# [What to do]
In the article below about Horry County's beaver bounty, reproduce word for word the passage that begins at "Along with these" and stops after "let alone shoot.".

A $25 offer didn’t get Horry County any beaver.
Now county leaders hope $100 will.
County officials recently increased the price for a slain beaver after the initial bounty program yielded no success.
“Hopefully [we’ll] get some more action on the flooding issue by having more participants involved in it,” Horry County Councilman Al Allen said of the beaver program. “We’re hoping that’s going to make a difference with some of the flooding caused by the beavers. … They cause a lot of flooding in Horry County.”
The idea for a beaver bounty program emerged last year during the council’s budget retreat. The county spends more than $200,000 each year contracting with the U.S. Department of Agriculture’s Wildlife Services division to trap beavers and remove dams.
County officials frequently receive complaints about the large rodents. Beavers destroy timber and crops, and their dams send water into neighborhoods and occasionally wash out roads. The USDA’s nuisance beaver program in South Carolina was developed because of these problems in Horry County.
Initially, county leaders thought that a bounty program would be a cheaper alternative to working with the USDA. However, they now view the bounty program as supplementary to what the federal agency is doing. Statewide, the USDA estimates that its beaver program prevented more than $2 million in damage in 2020, including nearly $370,000 in Horry County.
County officials created the bounty program with the goal of persuading hunters to kill beavers for money, but they weren’t sure what to expect.
However, once their $25 initial offer failed to generate any interest, they raised the bounty and began marketing the program, which they hope will reduce the number of beavers and the damage they cause.
“It’s still kind of in the infant stages,” Horry County Councilman Danny Hardee said of the bounty program. “I still talk to a lot of people that hadn’t heard about it. [They say] ‘You mean we can go shoot beavers and get paid for it?’ Hopefully it’ll pick up some speed and help alleviate some of our beaver problems.”
Under the new guidelines, county officials are asking hunters to freeze the severed front paws of a beaver in a plastic bag and bring them to the county’s public works complex at 4401 Privetts Road between the hours of 8 a.m. and noon on Fridays. Those are the only days the bounties are accepted.
To date, no one has tried to claim any money through the program.
“The County will only accept the front paws of the beaver for collection purposes,” the beaver bounty program on the county’s website states. “The paws shall be frozen and kept in a zip lock plastic bag. A Beaver Bounty Receipt and Application form shall be completed by the citizen applying for the bounty. This application must be filled out in its entirety and signed by the landowner where the beaver was collected. It must be verified that the beaver was collected within Horry County.”
Along with these requirements, the county requires that participants have a valid state hunting or trapper license and fill out a W9 and a payment form to be compensated. The county will mail the payment.
South Carolina doesn’t have a specific hunting season for beavers. The animals can be hunted throughout the year on private land with a valid hunting license. The state also offers a free permit (called a depredation permit) that can be issued to landowners who don’t have a hunting license. The permit allows landowners to shoot damage-causing beavers.
Wildlife experts have doubted the county’s program would be successful. Hunting beavers is hard. The nocturnal animals live in inhospitable swampy conditions and are difficult to see, let alone shoot.

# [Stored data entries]
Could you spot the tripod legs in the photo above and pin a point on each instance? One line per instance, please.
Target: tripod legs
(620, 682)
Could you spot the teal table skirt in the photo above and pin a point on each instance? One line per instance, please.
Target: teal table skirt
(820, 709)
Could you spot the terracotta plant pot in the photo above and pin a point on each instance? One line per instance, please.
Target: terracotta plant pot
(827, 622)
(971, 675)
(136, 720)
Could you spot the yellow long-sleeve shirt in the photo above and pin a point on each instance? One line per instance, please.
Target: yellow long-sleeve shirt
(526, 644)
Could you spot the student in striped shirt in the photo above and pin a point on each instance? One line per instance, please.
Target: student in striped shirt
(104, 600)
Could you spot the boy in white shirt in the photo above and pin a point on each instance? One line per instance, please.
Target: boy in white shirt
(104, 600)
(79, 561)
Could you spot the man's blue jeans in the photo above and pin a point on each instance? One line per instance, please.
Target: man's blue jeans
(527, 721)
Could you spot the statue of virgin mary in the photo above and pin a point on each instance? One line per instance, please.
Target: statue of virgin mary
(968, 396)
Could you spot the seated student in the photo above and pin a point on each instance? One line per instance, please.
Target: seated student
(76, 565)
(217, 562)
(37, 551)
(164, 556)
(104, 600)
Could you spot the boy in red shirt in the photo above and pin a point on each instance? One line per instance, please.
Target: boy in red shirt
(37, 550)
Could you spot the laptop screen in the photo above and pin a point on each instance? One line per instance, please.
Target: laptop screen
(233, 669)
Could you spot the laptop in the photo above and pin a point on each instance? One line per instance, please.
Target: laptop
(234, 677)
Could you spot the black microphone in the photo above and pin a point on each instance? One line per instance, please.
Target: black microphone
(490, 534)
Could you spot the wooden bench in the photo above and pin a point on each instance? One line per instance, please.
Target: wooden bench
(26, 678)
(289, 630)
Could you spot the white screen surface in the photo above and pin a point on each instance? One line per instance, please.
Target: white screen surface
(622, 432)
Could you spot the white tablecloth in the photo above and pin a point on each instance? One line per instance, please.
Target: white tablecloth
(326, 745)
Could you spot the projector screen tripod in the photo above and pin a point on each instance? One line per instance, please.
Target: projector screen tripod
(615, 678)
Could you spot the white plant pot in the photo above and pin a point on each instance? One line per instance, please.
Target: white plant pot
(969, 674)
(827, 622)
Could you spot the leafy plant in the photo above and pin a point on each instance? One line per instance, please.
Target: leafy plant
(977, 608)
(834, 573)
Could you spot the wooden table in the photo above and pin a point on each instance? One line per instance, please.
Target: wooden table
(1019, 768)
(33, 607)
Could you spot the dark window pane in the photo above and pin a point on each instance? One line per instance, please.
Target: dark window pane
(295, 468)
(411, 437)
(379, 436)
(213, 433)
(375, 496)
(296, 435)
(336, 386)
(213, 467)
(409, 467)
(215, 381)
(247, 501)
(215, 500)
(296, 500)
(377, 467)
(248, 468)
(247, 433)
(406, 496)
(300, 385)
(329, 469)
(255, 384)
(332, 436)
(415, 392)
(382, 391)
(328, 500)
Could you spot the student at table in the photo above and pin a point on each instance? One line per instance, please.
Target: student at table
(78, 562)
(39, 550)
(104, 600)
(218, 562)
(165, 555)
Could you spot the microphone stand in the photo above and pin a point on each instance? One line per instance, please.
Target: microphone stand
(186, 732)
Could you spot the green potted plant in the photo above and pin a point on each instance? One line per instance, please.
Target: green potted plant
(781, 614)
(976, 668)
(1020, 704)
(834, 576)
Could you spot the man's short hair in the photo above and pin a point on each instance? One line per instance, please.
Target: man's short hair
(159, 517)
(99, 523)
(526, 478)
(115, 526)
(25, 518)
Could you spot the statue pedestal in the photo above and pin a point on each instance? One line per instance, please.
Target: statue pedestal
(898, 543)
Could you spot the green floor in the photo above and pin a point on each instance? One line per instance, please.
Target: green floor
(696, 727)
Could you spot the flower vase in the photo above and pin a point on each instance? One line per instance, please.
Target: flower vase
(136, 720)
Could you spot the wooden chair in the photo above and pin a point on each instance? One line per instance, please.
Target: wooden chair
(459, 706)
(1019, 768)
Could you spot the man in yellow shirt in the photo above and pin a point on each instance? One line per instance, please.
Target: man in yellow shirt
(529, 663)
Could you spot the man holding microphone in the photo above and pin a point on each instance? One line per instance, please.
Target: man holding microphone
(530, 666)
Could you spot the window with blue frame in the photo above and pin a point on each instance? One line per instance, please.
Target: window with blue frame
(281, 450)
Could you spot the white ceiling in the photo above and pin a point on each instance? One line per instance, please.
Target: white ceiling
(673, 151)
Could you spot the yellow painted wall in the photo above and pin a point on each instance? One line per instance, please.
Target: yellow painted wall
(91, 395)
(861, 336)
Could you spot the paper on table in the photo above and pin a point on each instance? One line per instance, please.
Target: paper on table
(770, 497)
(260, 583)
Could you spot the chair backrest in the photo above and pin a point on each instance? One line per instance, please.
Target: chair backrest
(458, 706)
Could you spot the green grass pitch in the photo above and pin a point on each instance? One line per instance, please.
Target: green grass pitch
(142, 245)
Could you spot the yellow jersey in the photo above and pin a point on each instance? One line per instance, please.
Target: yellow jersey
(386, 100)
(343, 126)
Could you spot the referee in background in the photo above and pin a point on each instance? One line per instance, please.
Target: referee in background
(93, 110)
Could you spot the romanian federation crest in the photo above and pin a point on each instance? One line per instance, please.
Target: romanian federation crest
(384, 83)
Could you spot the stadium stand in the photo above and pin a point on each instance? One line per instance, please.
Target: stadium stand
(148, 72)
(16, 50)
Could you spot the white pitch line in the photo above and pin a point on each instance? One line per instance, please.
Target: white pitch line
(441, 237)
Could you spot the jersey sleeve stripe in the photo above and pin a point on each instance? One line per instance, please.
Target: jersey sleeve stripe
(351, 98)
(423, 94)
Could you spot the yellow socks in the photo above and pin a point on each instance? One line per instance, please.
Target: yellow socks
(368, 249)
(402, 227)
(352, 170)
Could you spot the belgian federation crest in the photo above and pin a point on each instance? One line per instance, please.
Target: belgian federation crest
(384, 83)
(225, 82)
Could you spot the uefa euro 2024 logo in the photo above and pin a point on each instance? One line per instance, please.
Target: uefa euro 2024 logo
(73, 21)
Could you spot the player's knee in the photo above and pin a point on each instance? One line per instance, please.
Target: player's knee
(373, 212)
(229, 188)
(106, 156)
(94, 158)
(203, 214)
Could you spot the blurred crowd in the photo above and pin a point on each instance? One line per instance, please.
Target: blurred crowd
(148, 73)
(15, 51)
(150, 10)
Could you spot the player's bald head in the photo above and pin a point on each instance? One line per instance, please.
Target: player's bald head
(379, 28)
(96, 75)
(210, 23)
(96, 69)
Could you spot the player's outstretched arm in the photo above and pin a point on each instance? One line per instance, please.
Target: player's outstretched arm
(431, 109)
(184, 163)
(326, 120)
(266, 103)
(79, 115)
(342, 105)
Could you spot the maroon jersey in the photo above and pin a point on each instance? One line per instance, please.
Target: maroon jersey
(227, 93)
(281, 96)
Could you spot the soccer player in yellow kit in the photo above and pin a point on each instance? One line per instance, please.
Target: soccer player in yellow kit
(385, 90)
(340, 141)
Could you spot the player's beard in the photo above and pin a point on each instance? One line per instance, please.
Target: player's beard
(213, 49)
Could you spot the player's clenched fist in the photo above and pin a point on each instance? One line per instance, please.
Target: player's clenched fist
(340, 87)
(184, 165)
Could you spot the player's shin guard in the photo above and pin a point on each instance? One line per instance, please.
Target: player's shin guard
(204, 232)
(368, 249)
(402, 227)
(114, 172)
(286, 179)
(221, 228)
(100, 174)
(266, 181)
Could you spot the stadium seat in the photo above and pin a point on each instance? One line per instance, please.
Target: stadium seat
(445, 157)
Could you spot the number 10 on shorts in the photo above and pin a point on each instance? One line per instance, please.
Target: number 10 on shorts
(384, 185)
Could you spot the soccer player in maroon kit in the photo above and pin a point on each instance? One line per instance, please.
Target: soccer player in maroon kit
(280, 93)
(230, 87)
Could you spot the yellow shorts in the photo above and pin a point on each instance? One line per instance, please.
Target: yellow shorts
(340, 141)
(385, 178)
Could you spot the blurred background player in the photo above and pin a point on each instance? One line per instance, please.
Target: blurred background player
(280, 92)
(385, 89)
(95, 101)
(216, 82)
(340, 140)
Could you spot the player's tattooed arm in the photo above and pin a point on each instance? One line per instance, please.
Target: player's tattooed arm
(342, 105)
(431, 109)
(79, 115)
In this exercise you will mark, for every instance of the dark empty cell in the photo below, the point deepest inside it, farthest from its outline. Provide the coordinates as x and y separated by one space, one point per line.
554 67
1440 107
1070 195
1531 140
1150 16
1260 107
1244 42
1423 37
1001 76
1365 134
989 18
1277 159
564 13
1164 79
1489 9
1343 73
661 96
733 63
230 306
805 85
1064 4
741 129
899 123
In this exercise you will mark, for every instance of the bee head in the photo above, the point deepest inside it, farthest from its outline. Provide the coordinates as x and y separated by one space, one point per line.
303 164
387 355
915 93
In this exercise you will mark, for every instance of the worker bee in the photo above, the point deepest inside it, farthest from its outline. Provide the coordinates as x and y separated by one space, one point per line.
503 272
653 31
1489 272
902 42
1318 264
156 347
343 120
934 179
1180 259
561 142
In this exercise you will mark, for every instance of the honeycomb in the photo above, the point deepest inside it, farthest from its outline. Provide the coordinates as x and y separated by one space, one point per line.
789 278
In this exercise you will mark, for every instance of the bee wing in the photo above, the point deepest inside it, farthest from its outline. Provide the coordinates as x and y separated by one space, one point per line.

# [Answer for this exercise]
Along with these requirements, the county requires that participants have a valid state hunting or trapper license and fill out a W9 and a payment form to be compensated. The county will mail the payment.
South Carolina doesn’t have a specific hunting season for beavers. The animals can be hunted throughout the year on private land with a valid hunting license. The state also offers a free permit (called a depredation permit) that can be issued to landowners who don’t have a hunting license. The permit allows landowners to shoot damage-causing beavers.
Wildlife experts have doubted the county’s program would be successful. Hunting beavers is hard. The nocturnal animals live in inhospitable swampy conditions and are difficult to see, let alone shoot.